### TASK GOAL
Transcribe the records in full, keeping every character as it is.
#####
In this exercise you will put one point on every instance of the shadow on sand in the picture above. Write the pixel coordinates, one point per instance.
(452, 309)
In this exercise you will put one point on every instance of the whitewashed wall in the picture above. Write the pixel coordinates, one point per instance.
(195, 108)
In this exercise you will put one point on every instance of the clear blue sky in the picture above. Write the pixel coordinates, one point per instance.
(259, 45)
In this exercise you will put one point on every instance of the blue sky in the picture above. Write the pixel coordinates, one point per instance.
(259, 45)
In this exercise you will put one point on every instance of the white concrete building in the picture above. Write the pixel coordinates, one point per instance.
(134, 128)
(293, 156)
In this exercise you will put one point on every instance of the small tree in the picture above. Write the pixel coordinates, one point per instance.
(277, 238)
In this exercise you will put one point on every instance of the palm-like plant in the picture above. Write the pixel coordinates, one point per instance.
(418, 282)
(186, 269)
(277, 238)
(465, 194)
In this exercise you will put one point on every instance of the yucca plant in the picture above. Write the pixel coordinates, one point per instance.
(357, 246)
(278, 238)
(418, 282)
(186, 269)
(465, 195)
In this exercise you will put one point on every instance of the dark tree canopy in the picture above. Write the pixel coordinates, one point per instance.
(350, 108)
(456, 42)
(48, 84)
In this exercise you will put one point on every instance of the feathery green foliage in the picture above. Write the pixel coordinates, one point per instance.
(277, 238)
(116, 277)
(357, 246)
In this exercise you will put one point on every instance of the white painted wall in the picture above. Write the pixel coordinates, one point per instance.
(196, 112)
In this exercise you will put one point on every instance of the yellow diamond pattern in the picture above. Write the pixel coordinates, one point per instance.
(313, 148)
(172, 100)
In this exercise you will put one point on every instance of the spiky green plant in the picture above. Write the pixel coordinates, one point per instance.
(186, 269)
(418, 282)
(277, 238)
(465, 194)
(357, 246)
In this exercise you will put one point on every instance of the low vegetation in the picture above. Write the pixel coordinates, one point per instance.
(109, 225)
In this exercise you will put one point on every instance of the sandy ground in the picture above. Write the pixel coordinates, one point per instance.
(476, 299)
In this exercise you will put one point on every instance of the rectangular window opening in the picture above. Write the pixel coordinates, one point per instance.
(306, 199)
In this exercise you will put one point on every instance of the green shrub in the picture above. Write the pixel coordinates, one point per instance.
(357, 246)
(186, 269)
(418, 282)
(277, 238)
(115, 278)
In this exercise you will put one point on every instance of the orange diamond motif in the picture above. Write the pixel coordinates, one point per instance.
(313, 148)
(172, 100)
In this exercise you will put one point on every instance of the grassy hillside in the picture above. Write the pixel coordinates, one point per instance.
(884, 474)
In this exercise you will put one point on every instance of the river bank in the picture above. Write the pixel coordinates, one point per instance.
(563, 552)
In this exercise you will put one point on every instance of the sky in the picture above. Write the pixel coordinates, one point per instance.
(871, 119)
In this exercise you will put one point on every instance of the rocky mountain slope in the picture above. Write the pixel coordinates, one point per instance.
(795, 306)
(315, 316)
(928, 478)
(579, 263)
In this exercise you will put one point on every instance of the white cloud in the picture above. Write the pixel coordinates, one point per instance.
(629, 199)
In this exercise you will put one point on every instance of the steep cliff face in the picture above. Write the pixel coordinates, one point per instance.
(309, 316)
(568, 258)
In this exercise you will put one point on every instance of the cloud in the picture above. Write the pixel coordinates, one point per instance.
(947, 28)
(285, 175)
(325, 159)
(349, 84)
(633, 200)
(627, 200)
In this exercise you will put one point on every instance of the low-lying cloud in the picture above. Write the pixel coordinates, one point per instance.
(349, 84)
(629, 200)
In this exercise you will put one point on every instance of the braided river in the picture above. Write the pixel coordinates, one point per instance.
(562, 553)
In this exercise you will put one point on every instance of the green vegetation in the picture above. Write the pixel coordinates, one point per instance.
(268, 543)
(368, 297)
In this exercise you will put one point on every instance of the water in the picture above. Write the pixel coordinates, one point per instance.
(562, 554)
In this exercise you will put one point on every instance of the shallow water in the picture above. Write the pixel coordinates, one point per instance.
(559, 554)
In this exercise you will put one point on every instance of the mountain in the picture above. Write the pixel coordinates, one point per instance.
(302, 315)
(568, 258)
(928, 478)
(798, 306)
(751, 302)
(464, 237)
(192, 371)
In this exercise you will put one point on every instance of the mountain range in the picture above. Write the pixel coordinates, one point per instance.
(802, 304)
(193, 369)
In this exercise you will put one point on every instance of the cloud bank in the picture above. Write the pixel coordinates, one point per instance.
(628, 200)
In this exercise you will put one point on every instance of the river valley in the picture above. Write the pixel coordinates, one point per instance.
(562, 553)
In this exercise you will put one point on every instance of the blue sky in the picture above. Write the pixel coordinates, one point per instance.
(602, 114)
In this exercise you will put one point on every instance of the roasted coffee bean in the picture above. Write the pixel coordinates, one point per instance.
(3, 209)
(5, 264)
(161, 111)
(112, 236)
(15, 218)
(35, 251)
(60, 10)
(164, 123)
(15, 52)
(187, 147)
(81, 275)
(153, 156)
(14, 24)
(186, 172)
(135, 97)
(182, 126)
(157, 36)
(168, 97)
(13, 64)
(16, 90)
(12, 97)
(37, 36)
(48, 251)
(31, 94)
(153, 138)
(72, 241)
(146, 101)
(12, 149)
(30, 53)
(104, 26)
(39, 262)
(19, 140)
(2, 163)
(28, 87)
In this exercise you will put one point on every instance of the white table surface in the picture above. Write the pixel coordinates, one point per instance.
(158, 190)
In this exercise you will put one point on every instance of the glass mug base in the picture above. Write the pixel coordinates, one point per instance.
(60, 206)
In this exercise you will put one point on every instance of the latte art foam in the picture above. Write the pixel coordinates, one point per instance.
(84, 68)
#####
### TASK RESPONSE
In this exercise you will put one point on every instance of the shadow on sand in the picture above. Write the pixel coordinates, one point per instance.
(452, 309)
In this exercise you will put one point on every instance of the whitewashed wall in the picture above. Write the pixel coordinates, one point per instance.
(195, 108)
In this exercise you will put one point on every instance of the clear blue sky in the picture above. Write the pixel coordinates, one point per instance.
(259, 45)
In this exercise you will put one point on every instance of the blue sky in the picture above. Write the pixel coordinates, one point per instance.
(259, 45)
In this exercise you will put one point on every instance of the white concrete building in the picture above. Write the pixel coordinates, one point per instance.
(134, 128)
(293, 156)
In this exercise you will put one point on every instance of the small tree in the picture above. Write the pixel coordinates, one point per instance.
(277, 238)
In this exercise you will put one point on every instance of the palm-like plant in the picture above. Write the pixel coordinates, one point per instance.
(418, 282)
(186, 269)
(277, 238)
(465, 194)
In this exercise you will put one point on every instance of the yucca plant in the picture above. Write the pixel coordinates, one point per instance.
(357, 246)
(278, 238)
(418, 282)
(186, 269)
(465, 195)
In this exercise you will put one point on every instance of the dark tree canopy in the picture above. Write the pixel coordinates, one point per instance.
(350, 108)
(456, 42)
(48, 84)
In this exercise you will put one point on every instance of the feathery green foliage in the picture above. Write the pixel coordinates, one point per instance.
(277, 238)
(116, 277)
(357, 246)
In this exercise you will put one point on every instance of the white painted wall in the picture above. Write the pixel coordinates, one point per instance.
(196, 112)
In this exercise you will put one point on every instance of the yellow diamond pattern in the picture above. Write the pixel coordinates, one point per instance.
(313, 148)
(172, 100)
In this exercise you will put one point on every instance of the spiky green plant in the picture above. Write the pixel coordinates, one point per instance.
(186, 269)
(418, 282)
(277, 238)
(465, 194)
(357, 246)
In this exercise you will put one point on every instance of the low vegetation in the picture above. Write the pixel coordinates, one point per instance.
(109, 225)
In this exercise you will put one point on every instance of the sandy ground in the picture above. Write the pixel coordinates, one point per instance.
(476, 299)
In this exercise you will put one point on every instance of the rectangular window opening in the picture above. Write the pixel coordinates, one point per instance.
(306, 199)
In this exercise you will put one point on every instance of the green shrub in the picture above. Write the pixel coordinates, one point per instance.
(357, 246)
(186, 269)
(418, 282)
(277, 238)
(115, 278)
In this exercise you will put one point on every instance of the orange diamond motif in the picture above. Write the pixel coordinates, one point per instance.
(313, 148)
(172, 100)
In this exercise you will put one point on every instance of the grassy hillside in the picture above. Write the pixel coordinates, one point per instance.
(884, 474)
In this exercise you will put one point on every instance of the river bank in the picture above. Write the pixel coordinates, one point per instance.
(563, 552)
In this exercise you will put one point on every instance of the sky in the picture above. Write the pixel coordinates, one point per instance.
(871, 119)
In this exercise you will put one point on every instance of the rocky mountain slope in the picture above. Write the pixel coordinates, one point per instance.
(795, 306)
(315, 316)
(928, 478)
(579, 263)
In this exercise you will put one point on every instance of the white cloud in the picture above. Write the pixel coordinates, one point per instance.
(629, 199)
In this exercise you will put one point on every instance of the steep cliff face in the picture above. Write the pixel coordinates, one point per instance.
(309, 316)
(568, 258)
In this exercise you will put one point on every instance of the cloud in the picture above. Write the pixel coordinates, one point per instance.
(947, 28)
(285, 175)
(325, 159)
(349, 84)
(633, 200)
(627, 200)
In this exercise you will put one point on every instance of the low-lying cloud in the picture above. Write the pixel coordinates, one point per instance.
(349, 84)
(629, 200)
In this exercise you will put one point on every instance of the braided river in the picture above. Write the pixel coordinates, one point per instance.
(562, 553)
In this exercise you will put one point on every instance of the green vegetation in the picture above. Write the pixel coordinates, one point per instance.
(268, 543)
(368, 297)
In this exercise you will put one point on every instance of the water in the picture above. Write the pixel coordinates, one point per instance.
(562, 554)
In this exercise you will put one point on every instance of the shallow water in the picture above. Write the pixel coordinates, one point per instance.
(559, 554)
In this exercise you will put one point on every instance of the mountain in the picture above. Write the pixel coordinates, one point per instance.
(302, 315)
(568, 258)
(928, 478)
(798, 306)
(751, 302)
(464, 237)
(192, 371)
In this exercise you will put one point on every instance of the mountain range in the picture above. Write the pixel coordinates, one point per instance.
(802, 304)
(193, 369)
In this exercise you will put one point on every instance of the cloud bank in the picture above. Write the pixel coordinates, one point per instance.
(628, 200)
In this exercise you will put one point on every instance of the river valley in the picture above. Write the pixel coordinates, one point per instance.
(562, 553)
In this exercise you will put one point on every instance of the blue sky in the picture above. Write the pixel coordinates, one point per instance.
(602, 114)
In this exercise you will put one point on every instance of the roasted coffee bean in the picture above. Write the pixel coordinates, one point per instance.
(3, 209)
(5, 264)
(161, 111)
(112, 236)
(15, 218)
(35, 251)
(60, 10)
(164, 123)
(15, 52)
(187, 147)
(81, 275)
(153, 156)
(14, 24)
(186, 172)
(135, 97)
(182, 126)
(157, 36)
(168, 97)
(13, 64)
(16, 90)
(12, 97)
(37, 36)
(48, 251)
(31, 94)
(153, 138)
(72, 241)
(146, 101)
(12, 149)
(30, 53)
(104, 26)
(39, 262)
(19, 140)
(2, 163)
(28, 87)
In this exercise you will put one point on every instance of the white table surface in the picture above. Write the pixel coordinates, one point per instance.
(158, 190)
In this exercise you will put one point on every instance of the glass mug base in the picture above. Write the pixel coordinates, one point per instance.
(60, 206)
In this exercise you will put one point on every instance of the latte art foam in the picture above. Write the pixel coordinates, one point per instance.
(84, 68)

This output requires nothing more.